_Task brief_
Could you pull the stretch from "Hands-on Tutorials" through "2 by Europeana)" out of the style transfer article below, word for word?

_Excerpted text_
■ ■ ■

Mixed Neural Style Transfer With Two Style Images

Hands-on Tutorials

Fig. 1: Result of my implementation of the mixed neural style transfer (MNST) based on one content image and two style images. (Content image by Alexas_Fotos, style image 1 by Andreas Fickl, style image 2 by Europeana)

Introduction

As somebody who is both, an technology and art enthusiast, Neural Style Transfer (NST) is super fascinating to me: An algorithm that creates a painting by using a content and a style template. While implementing and experimenting with the original NST algorithm, I had the idea of combining two styles in one image. Thus, the topic of my story is about a variation of the original neural style transfer, an approach that was described in the paper "A Neural Algorithm of Artistic Style" by Gatys et al. The mixed neural style transfer (MNST) describes an extension of the original algorithm, using two style images and one content image.

In the course of the story, I’ll explain how to apply the styles of two images to one photography, analyze the improvement process and show how to extend the NST optimization process by weighting the given styles based on their individual losses.

Since there are some very good tutorials and explanations to neural Style Transfer, I would like to leave the introduction to them and rather continue with mixed neural style transfer. (Check the out the Neural Style Transfer Tutorial of Vamshik Shetty, giving a great introduction to gram matrices. This TensorFlow tutorial also could be a good starting point for implementation.)

From Neural Style Transfer to Mixed Neural Style Transfer

The loss function as the central element of NST covers two aspects: content loss and style loss. While the content loss guarantees, that the newly generated image doesn’t diverge too far from the subject of the content image, the style loss measures a stylistic difference to a style image. When implementing the original approach of NST, I was wondering what happens if I extend the loss function of NST by a second style loss to generate a mix between two style images and one content image.

Fig. 2: α and β are weighting the content and the style loss. γ is weighting style loss 1 and style loss 2 individually, while γ should take values in the range between 0 and 1. C denotes the content image, s the style image for NST and s1 and s2 the style images for MNST. Image by author.

In the original loss function of the NST, α and β are the weights for the content loss and the style loss, respectively. For the MNST, α and β are kept the same, but γ is introduced as a second style weight. It is used to define the degree, to which an individual style influences the overall style loss. If e.g. γ ist set to 0.7, the loss of style image 1 impacts the overall style loss more than the loss of style image 2, being weighted with 0.3. By shifting values between 0 and 1 for γ, it is possible to interpolate between the results of a NST for two style images. So γ should basically works like a crossfader for the styles.

For the following example these images were chosen as content image, style image 1 and style image 2:

Fig. 3: The images are loaded from unsplash.com: Style image 1 by Andreas Fickl, style image 2 by Europeana, content image by by Alexas_Fotos

The Setup

Model: Pre-trained VGG19 model with ImageNet weights
Content Output Layer: __ block5_conv2
Style Output Layers: block1_conv1, block2_conv1, block3_conv1, block4_conv1, block5_conv1
Layer Weights: **** Additionally I configured the weightings of the layer outputs for the style loss, so that higher convolutional layers get a comparably lower weighting than lower layers. The intuition behind this weighting is to give a lower impact to filters, emphasizing complex structures and rather focus on simpler structures, defining the style of an image. [block1_conv1: 1.0, block2_conv1: 1.0, block3_conv1: 0.2, block4_conv1: 0.3, block5_conv1: 0.01]
Gram Matrices: The calculation of the gram matrices has been slightly changed, since their values are not divided by the output dimensions.

■ ■ ■

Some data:
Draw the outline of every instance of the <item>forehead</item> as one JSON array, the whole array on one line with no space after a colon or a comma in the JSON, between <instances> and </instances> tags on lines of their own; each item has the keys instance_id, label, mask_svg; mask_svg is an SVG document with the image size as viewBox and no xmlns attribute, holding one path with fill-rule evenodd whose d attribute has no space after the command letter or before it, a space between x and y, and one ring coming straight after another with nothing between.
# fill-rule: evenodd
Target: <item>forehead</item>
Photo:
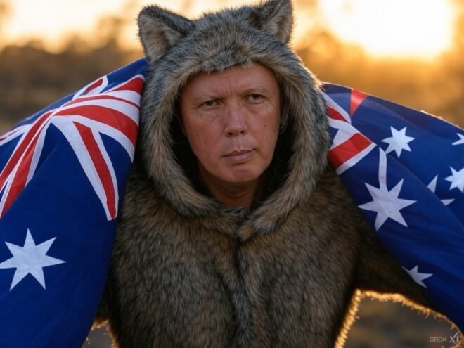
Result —
<instances>
[{"instance_id":1,"label":"forehead","mask_svg":"<svg viewBox=\"0 0 464 348\"><path fill-rule=\"evenodd\" d=\"M236 65L223 71L199 72L188 79L182 93L190 94L231 88L240 90L253 86L278 89L274 72L264 65L254 63L250 65Z\"/></svg>"}]
</instances>

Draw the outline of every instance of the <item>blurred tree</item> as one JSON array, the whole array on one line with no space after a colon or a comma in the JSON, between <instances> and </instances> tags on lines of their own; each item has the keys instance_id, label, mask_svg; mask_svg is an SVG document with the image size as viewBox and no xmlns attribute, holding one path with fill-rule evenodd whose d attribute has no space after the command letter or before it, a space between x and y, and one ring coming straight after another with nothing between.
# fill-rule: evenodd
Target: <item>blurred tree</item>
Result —
<instances>
[{"instance_id":1,"label":"blurred tree","mask_svg":"<svg viewBox=\"0 0 464 348\"><path fill-rule=\"evenodd\" d=\"M444 73L438 84L446 86L439 111L454 115L454 121L464 126L464 1L453 0L456 13L454 46L442 63Z\"/></svg>"},{"instance_id":2,"label":"blurred tree","mask_svg":"<svg viewBox=\"0 0 464 348\"><path fill-rule=\"evenodd\" d=\"M6 0L0 0L0 44L1 44L1 34L3 26L8 20L11 13L11 8Z\"/></svg>"}]
</instances>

■ ■ ■

_Solution_
Hands-on Tutorials

Fig. 1: Result of my implementation of the mixed neural style transfer (MNST) based on one content image and two style images. (Content image by Alexas_Fotos, style image 1 by Andreas Fickl, style image 2 by Europeana)